§ **Exercise directions**: Extract every line below that contains the word "grass".

§ **Data supplied**:
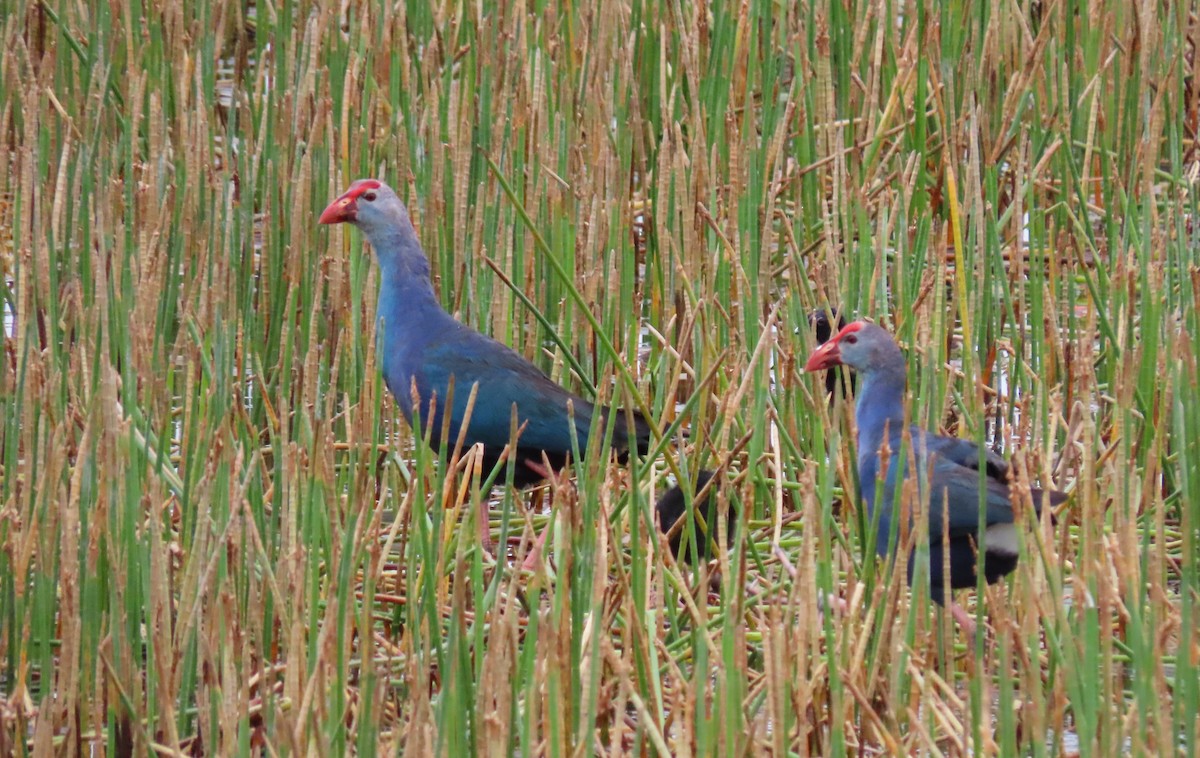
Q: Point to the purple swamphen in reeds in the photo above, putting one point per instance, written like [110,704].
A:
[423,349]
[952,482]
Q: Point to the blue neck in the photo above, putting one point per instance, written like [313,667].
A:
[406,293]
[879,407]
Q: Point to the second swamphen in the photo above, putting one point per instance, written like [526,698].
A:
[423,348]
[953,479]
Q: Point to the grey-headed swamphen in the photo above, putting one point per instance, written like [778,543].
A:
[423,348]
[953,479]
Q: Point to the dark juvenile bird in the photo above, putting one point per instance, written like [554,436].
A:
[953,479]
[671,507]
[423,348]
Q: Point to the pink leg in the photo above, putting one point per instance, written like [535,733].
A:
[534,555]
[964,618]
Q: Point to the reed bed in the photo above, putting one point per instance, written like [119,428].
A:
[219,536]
==
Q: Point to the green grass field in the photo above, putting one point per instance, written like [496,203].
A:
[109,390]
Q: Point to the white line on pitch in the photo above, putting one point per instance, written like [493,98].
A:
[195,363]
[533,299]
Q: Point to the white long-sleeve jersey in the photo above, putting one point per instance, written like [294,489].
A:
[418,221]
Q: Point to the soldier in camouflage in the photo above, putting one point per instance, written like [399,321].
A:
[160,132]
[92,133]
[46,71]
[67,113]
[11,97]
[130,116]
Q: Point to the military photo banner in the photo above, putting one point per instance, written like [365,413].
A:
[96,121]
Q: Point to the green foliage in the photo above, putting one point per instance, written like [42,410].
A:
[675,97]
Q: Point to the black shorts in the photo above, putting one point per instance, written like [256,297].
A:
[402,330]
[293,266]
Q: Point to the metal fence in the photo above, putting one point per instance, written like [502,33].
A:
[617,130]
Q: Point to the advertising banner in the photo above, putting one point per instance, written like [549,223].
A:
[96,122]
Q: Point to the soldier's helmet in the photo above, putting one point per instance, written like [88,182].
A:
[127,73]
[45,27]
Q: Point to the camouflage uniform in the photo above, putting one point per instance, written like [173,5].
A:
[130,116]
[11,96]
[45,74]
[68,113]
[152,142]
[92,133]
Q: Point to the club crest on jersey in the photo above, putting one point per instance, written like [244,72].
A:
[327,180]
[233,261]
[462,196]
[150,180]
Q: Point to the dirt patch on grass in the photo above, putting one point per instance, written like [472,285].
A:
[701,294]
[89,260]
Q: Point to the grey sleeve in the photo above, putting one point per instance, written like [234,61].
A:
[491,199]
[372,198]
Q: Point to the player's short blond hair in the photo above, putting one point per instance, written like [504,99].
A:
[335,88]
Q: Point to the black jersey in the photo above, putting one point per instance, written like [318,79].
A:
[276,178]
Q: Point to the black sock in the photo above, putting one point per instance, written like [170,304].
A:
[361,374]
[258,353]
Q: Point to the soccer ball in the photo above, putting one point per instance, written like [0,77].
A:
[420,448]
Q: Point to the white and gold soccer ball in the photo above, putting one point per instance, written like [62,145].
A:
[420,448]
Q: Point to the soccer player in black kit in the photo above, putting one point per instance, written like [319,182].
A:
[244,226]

§ **Answer for this exercise**:
Q: Point to the green grass field in the photo above, putting one point per instance, written like [496,203].
Q: Point to the dirt patch on grass in the photo above, putting one point per instance, written like [472,285].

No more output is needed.